**** SELECTION
# Receiver Choices.. too many



## teke (Sep 26, 2007)

Ok I am ready to pull the trigger on a new receiver, 

Wants:
5.1 or 7.1
100 watts per channel +
I need 2 HDMI IN / 3 HDMI In would be nice

Current HDMI Inputs
Comcast Cable Box
Upscaling DVD

Future :
Wii (Xmas)
1080p projector and Blue Ray (Couple years)

All outputting to 720P Epson Projector.

Currently have a Yamaha HTR-5830 (5x110w), came as a HTIB 5 years ago at Best Buy.

I want to build some dyi speakers / sub so I want the option of adding amps etc..

This system will be used exclusively for theater.

I have been referred to the Pioneer Elite VSX-92, but would like to know what comparable models I should be focusing on under $1,000. Will probably stay away from Onkyo, but do not know much about the other brands. 

I like the pioneer elite brand, I would probably like to get away from yamaha, just to try something different.

What other receivers should i be focusing on in the $500 - $1000 range that can give me something solid to build around? Thank you for your replies.


----------



## salvasol (Oct 31, 2006)

Why not Onkyo??? ... according to posts I've read they're the best bang for the buck :yes:

Other brands Denon, Marantz, Harman Kardon ... just to mention few :bigsmile:

If you're planning to add external amps ... you need an AVR with pre-outs :yes:

If you're not in a hurry, check ebay, craigslist, audiogon, etc. for good used deals ... unless you want new :bigsmile:


----------



## tonyvdb (Sep 5, 2007)

teke said:


> Will probably stay away from Onkyo, but do not know much about the other brands.


Yes, whay do you not want to go with Onkyo?



> I like the pioneer elite brand, I would probably like to get away from yamaha, just to try something different.
> 
> What other receivers should i be focusing on in the $500 - $1000 range that can give me something solid to build around? Thank you for your replies.


Marantz is a brand that are very good HK and Denon are also good. The Pioneer lineup have had good reviews but have been known to have less power available to them than what is stated on the box.


----------



## teke (Sep 26, 2007)

All I read on the "other forum" about onkyo is about issues with heat and lip syncing ... So I would rather stay away since I want a solid receiver to build around. 

Yes, it must have pre-outs for amp(s), but for this year (2008) i will not be adding an amp. If i get a wii from kids for Xmas.. then a receiver that upscales is also a benefit, since right not my standard def cable looks bad on my projector.
********
**** PROVIDED DATA
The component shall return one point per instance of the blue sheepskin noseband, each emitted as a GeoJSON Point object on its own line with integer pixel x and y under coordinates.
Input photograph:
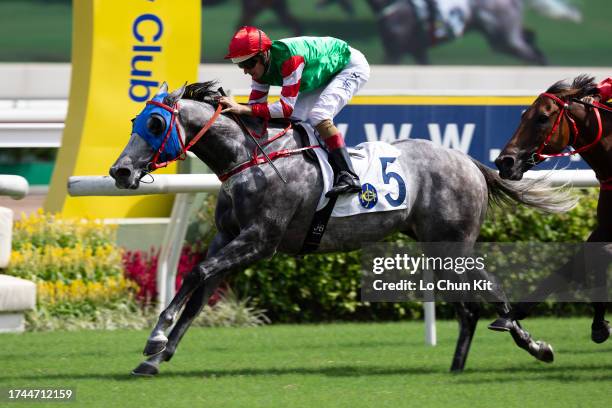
********
TASK REQUIREMENTS
1. In the receiver thread, what projector do all the sources currently output to?
2. For each statement, say whether it agrees with the receiver thread, and quote the words from the thread that decide it.
(a) The first poster's current receiver came as a home theater package bought at Best Buy.
(b) The first poster plans to use the system for both music and theater.
(c) tonyvdb says Pioneer receivers have more power than the box states.
3. Name every receiver brand mentioned in the receiver thread.

ANSWERS BY TASK
1. A 720P Epson projector.

2.
(a) Yes: "came as a HTIB 5 years ago at Best Buy."
(b) No: "This system will be used exclusively for theater."
(c) No: "have been known to have less power available to them than what is stated on the box."

3. Pioneer Elite, Onkyo, Yamaha, Denon, Marantz, Harman Kardon